YOUR TASK: Pictures aside, write out every record exactly as it appears.

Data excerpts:
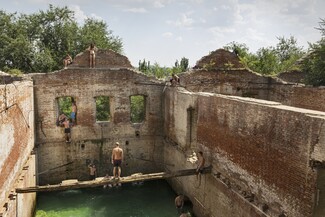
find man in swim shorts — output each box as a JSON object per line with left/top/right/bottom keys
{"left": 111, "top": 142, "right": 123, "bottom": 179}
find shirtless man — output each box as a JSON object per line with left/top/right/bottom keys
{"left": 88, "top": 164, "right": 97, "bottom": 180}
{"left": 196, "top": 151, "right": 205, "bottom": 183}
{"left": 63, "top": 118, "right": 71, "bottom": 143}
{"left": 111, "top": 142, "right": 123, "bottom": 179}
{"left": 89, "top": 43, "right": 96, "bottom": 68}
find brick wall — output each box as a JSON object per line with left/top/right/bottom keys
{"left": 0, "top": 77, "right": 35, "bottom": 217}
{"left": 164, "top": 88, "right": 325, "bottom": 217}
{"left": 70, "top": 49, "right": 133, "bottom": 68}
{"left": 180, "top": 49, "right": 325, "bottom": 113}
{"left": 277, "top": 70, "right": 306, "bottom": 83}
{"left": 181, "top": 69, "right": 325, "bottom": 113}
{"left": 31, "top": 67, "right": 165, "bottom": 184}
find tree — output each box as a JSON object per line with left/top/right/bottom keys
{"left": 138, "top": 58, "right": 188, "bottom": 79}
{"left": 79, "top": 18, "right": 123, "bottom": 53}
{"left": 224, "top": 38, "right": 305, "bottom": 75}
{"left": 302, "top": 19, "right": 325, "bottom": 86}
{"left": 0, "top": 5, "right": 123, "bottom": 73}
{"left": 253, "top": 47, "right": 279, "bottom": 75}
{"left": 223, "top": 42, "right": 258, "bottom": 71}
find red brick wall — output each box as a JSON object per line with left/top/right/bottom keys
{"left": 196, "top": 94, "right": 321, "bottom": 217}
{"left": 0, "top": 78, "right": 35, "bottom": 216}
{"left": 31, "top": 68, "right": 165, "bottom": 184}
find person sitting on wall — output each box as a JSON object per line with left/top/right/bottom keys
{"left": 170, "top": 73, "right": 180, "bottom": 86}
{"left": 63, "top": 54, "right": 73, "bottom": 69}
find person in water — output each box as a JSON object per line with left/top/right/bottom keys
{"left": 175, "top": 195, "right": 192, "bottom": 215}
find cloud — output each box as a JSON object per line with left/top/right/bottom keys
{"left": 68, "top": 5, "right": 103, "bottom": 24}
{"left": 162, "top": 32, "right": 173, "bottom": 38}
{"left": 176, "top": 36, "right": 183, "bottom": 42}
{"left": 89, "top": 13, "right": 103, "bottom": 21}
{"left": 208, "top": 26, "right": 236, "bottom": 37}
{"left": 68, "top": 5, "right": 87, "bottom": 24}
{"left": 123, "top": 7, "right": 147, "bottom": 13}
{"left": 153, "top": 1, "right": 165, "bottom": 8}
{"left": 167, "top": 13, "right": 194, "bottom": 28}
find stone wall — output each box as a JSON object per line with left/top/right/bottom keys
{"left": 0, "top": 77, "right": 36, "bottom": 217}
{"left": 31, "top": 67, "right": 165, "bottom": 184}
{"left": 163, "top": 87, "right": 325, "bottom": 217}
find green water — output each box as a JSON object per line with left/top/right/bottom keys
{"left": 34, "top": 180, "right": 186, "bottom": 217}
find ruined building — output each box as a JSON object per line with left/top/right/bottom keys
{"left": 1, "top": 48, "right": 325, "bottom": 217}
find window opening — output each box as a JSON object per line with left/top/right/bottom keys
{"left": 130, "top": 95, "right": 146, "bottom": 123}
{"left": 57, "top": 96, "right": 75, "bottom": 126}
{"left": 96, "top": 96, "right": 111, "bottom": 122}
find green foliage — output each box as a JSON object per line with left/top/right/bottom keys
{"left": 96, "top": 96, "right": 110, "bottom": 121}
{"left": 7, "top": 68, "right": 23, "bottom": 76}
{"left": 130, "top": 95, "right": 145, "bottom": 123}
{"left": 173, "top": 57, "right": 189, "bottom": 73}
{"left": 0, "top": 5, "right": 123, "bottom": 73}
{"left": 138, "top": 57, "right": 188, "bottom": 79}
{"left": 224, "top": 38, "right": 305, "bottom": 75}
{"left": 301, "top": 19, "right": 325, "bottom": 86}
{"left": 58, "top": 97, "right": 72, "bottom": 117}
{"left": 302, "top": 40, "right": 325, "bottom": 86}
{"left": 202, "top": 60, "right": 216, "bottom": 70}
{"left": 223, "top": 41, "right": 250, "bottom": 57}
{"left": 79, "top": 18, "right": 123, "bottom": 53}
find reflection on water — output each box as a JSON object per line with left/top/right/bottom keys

RESULT FOR THIS TASK:
find man in swim shorts — output each box as a JSON object per line with left/top/right/bottom keys
{"left": 111, "top": 142, "right": 123, "bottom": 179}
find shirtless man — output each box as a JSON object per line with left/top/right/bottom keys
{"left": 88, "top": 164, "right": 97, "bottom": 180}
{"left": 196, "top": 151, "right": 205, "bottom": 183}
{"left": 63, "top": 118, "right": 71, "bottom": 143}
{"left": 111, "top": 142, "right": 123, "bottom": 179}
{"left": 89, "top": 43, "right": 96, "bottom": 68}
find brick wall — output each box as a JSON object per line with left/top/right/bottom keys
{"left": 0, "top": 77, "right": 35, "bottom": 217}
{"left": 164, "top": 88, "right": 325, "bottom": 217}
{"left": 70, "top": 49, "right": 133, "bottom": 68}
{"left": 180, "top": 49, "right": 325, "bottom": 113}
{"left": 277, "top": 70, "right": 306, "bottom": 83}
{"left": 181, "top": 69, "right": 325, "bottom": 113}
{"left": 31, "top": 67, "right": 165, "bottom": 184}
find tree — output each box as a JSON object per line with left/top/right/bottom keys
{"left": 138, "top": 58, "right": 188, "bottom": 79}
{"left": 79, "top": 18, "right": 123, "bottom": 53}
{"left": 224, "top": 38, "right": 305, "bottom": 75}
{"left": 302, "top": 19, "right": 325, "bottom": 86}
{"left": 0, "top": 5, "right": 123, "bottom": 73}
{"left": 253, "top": 47, "right": 279, "bottom": 75}
{"left": 223, "top": 42, "right": 258, "bottom": 71}
find red brick wall — output each box as a JSON object per line with left/top/right/bottom keys
{"left": 196, "top": 94, "right": 321, "bottom": 217}
{"left": 0, "top": 78, "right": 35, "bottom": 216}
{"left": 31, "top": 68, "right": 165, "bottom": 184}
find person sitting on wall — output each box as a JSON object per line with left/top/right/bottom keys
{"left": 170, "top": 73, "right": 180, "bottom": 86}
{"left": 63, "top": 54, "right": 73, "bottom": 69}
find person in water — output each box as a JSON object per line with left/top/right/bottom keys
{"left": 175, "top": 195, "right": 192, "bottom": 215}
find cloud — output each box as a JSON object per line with left/top/right/bottom keys
{"left": 68, "top": 5, "right": 103, "bottom": 24}
{"left": 162, "top": 32, "right": 173, "bottom": 38}
{"left": 176, "top": 36, "right": 183, "bottom": 42}
{"left": 89, "top": 13, "right": 103, "bottom": 21}
{"left": 208, "top": 26, "right": 236, "bottom": 37}
{"left": 68, "top": 5, "right": 87, "bottom": 24}
{"left": 123, "top": 7, "right": 147, "bottom": 13}
{"left": 153, "top": 1, "right": 165, "bottom": 8}
{"left": 167, "top": 13, "right": 194, "bottom": 28}
find stone wall — output each box as a JSON object per line with left/top/right/bottom keys
{"left": 0, "top": 77, "right": 36, "bottom": 217}
{"left": 31, "top": 67, "right": 165, "bottom": 184}
{"left": 163, "top": 87, "right": 325, "bottom": 217}
find green water — output each box as a JSON object per line with left/top/right/bottom keys
{"left": 34, "top": 180, "right": 186, "bottom": 217}
find ruined building — output each box as a JSON object per line with left/top/right/bottom keys
{"left": 1, "top": 48, "right": 325, "bottom": 217}
find window opening — output each box as a JSON object per line with left/top/right/bottom keys
{"left": 130, "top": 95, "right": 146, "bottom": 123}
{"left": 57, "top": 96, "right": 75, "bottom": 126}
{"left": 96, "top": 96, "right": 111, "bottom": 122}
find green foliage — output each box as a JSON object per line with left/top/right/bottom keys
{"left": 96, "top": 96, "right": 110, "bottom": 121}
{"left": 7, "top": 68, "right": 23, "bottom": 76}
{"left": 130, "top": 95, "right": 145, "bottom": 123}
{"left": 173, "top": 57, "right": 189, "bottom": 73}
{"left": 0, "top": 5, "right": 123, "bottom": 73}
{"left": 138, "top": 57, "right": 188, "bottom": 79}
{"left": 224, "top": 38, "right": 305, "bottom": 75}
{"left": 301, "top": 19, "right": 325, "bottom": 86}
{"left": 58, "top": 97, "right": 72, "bottom": 117}
{"left": 302, "top": 40, "right": 325, "bottom": 86}
{"left": 202, "top": 60, "right": 216, "bottom": 70}
{"left": 223, "top": 41, "right": 250, "bottom": 57}
{"left": 79, "top": 18, "right": 123, "bottom": 53}
find reflection on water — output each box as a JSON object per line with left/top/right/bottom keys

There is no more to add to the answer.